Document excerpt:
++++++++++++++++++++

Pennsylvania Supreme Court Holds Employers Have Duty to Protect Employee Data from Cyberattacks

White and Williams LLP
Contact

White and Williams LLP

As much of the country’s workforce traveled on Wednesday for the Thanksgiving holiday, the Supreme Court of Pennsylvania issued a decision that some may view as a turkey: under Pennsylvania law, employers have an independent duty to protect employee data from cyberattacks. Specifically, in Dittman v. UPMC, 2018 Pa. LEXIS 6051 (Pa. Nov. 21, 2018), the court held that:

  • An employer has “a legal duty to exercise reasonable care to safeguard” employee personal data stored on internet-accessible computer systems.
  • Under the economic loss doctrine, recovery for purely pecuniary damages is permissible under a negligence theory “provided that the plaintiff can establish the defendant’s breach of a legal duty arising under common law that is independent of any duty assumed pursuant to contract.”

Translation: given that the court now recognizes a common law duty for data protection, employees now may sue their employers for purely economic loss arising from the failure to safeguard their data.

++++++++++++++++++++

Supplied entries:

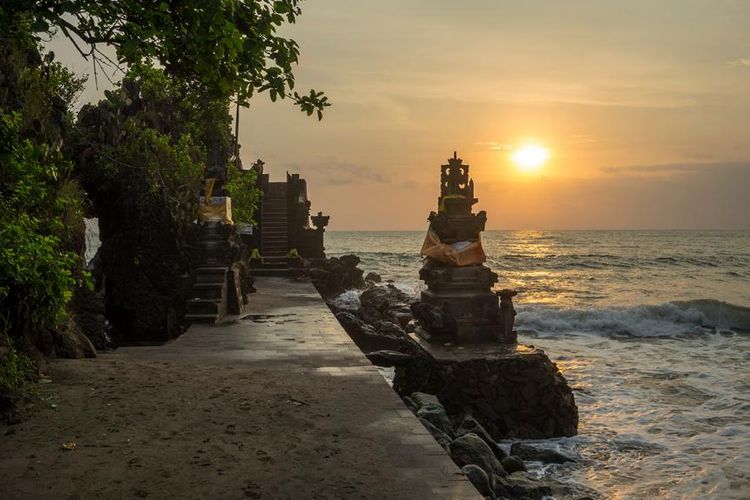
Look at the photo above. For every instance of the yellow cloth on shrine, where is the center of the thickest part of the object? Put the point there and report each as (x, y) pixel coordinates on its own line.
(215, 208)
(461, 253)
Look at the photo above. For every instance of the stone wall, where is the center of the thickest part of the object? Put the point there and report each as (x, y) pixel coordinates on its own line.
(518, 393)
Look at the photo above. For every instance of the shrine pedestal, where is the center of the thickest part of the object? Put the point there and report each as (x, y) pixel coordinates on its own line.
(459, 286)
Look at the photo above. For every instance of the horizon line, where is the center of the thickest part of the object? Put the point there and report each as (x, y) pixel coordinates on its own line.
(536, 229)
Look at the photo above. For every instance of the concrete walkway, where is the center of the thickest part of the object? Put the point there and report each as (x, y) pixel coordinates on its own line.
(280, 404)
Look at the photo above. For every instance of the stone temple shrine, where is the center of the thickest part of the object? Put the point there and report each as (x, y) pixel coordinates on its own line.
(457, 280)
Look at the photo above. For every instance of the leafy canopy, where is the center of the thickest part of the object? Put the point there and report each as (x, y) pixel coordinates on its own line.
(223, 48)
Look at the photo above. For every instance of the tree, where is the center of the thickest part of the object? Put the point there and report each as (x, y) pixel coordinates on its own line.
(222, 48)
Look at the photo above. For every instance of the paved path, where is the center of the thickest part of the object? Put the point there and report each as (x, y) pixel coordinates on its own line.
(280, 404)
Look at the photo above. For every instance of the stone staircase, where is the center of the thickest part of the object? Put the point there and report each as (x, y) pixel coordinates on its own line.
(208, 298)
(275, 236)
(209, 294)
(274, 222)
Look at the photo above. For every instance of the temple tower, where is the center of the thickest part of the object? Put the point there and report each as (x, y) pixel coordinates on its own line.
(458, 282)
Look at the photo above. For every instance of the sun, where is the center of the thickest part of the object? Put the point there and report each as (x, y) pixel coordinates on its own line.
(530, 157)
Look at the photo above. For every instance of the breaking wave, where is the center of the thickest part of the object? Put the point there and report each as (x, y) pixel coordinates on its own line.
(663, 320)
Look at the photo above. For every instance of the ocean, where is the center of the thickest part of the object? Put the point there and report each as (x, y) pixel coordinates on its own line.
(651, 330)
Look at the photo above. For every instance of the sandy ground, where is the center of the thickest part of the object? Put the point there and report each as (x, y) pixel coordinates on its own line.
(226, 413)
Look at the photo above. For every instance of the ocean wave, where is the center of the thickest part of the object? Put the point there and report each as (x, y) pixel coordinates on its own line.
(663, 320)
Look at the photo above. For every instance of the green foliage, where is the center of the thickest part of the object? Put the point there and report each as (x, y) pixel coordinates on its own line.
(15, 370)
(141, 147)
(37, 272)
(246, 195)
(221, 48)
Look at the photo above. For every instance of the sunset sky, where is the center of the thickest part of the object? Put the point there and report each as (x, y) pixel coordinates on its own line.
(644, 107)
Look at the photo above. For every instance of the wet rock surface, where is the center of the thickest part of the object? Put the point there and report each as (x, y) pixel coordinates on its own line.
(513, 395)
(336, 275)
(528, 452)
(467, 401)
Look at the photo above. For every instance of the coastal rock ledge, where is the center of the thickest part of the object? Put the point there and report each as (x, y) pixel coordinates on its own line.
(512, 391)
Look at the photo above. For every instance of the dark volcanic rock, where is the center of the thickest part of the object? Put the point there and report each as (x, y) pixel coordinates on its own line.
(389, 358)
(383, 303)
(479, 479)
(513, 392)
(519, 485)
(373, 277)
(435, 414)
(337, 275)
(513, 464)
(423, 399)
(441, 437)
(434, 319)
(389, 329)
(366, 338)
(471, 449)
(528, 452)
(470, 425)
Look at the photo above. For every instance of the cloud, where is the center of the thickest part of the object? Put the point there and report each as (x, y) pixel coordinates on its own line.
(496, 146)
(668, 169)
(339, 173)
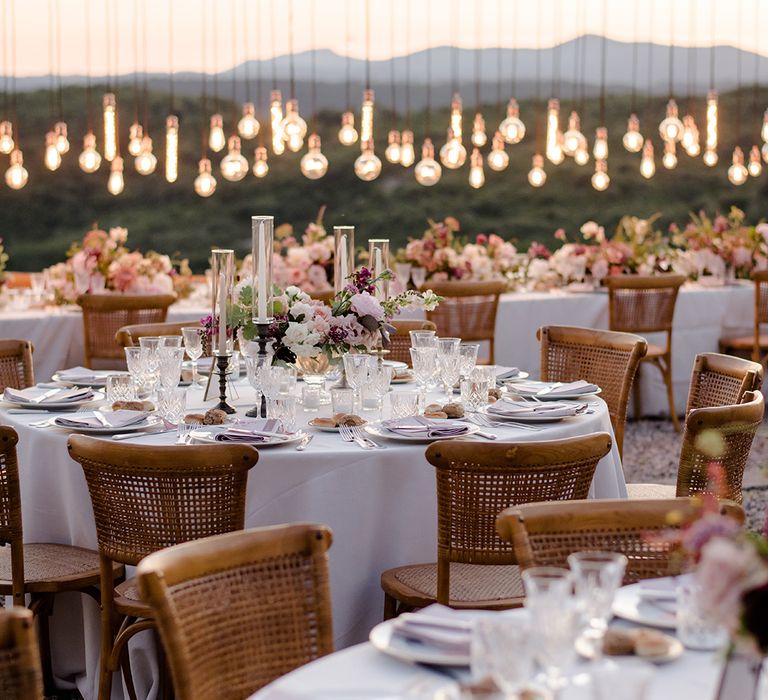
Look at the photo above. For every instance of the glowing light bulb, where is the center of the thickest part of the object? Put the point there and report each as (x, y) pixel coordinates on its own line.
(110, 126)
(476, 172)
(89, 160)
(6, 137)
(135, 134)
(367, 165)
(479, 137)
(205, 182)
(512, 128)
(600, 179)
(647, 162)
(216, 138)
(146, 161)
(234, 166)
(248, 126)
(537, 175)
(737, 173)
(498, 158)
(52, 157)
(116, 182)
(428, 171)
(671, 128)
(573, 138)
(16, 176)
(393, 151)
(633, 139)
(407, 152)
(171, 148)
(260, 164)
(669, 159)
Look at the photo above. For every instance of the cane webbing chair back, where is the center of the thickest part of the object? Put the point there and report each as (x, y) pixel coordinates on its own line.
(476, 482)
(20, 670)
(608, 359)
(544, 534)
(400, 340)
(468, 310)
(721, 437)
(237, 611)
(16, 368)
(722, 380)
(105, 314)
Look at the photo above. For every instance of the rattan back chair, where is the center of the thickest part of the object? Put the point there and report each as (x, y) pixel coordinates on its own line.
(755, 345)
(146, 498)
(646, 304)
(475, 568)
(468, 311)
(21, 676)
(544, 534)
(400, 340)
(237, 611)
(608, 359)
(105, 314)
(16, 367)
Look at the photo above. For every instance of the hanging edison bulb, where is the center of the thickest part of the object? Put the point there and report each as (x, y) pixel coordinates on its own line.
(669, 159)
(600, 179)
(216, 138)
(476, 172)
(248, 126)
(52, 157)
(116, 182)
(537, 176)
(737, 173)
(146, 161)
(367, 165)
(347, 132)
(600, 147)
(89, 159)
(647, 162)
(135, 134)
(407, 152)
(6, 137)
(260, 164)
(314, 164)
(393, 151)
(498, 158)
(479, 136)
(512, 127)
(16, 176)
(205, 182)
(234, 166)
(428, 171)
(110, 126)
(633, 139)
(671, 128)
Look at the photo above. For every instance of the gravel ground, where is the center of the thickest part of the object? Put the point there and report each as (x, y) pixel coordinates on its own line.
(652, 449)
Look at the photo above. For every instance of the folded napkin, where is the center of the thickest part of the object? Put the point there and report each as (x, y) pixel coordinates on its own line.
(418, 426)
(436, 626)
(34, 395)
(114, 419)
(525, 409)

++++++++++++++++++++

Exercise set:
- a) For each statement, say yes or no on whether it agrees with the article on the Dittman ruling, and quote the deciding words. (i) The court issued its decision on a Wednesday during Thanksgiving travel. (ii) Recovery of purely pecuniary damages under negligence requires a duty assumed by contract. (iii) The duty of care covers employee personal data stored on internet-accessible computer systems.
- b) Reproduce the passage of the article on the Dittman ruling that begins at the words "As much of the" and stops after "internet-accessible computer systems.".
The records above are separate material, unrelated to the article on the Dittman ruling.

Solutions by task:
- a)
(i) Yes: "traveled on Wednesday for the Thanksgiving holiday, the Supreme Court of Pennsylvania issued a decision"
(ii) No: "independent of any duty assumed pursuant to contract"
(iii) Yes: "employee personal data stored on internet-accessible computer systems"

- b)
As much of the country’s workforce traveled on Wednesday for the Thanksgiving holiday, the Supreme Court of Pennsylvania issued a decision that some may view as a turkey: under Pennsylvania law, employers have an independent duty to protect employee data from cyberattacks. Specifically, in Dittman v. UPMC, 2018 Pa. LEXIS 6051 (Pa. Nov. 21, 2018), the court held that:

  • An employer has “a legal duty to exercise reasonable care to safeguard” employee personal data stored on internet-accessible computer systems.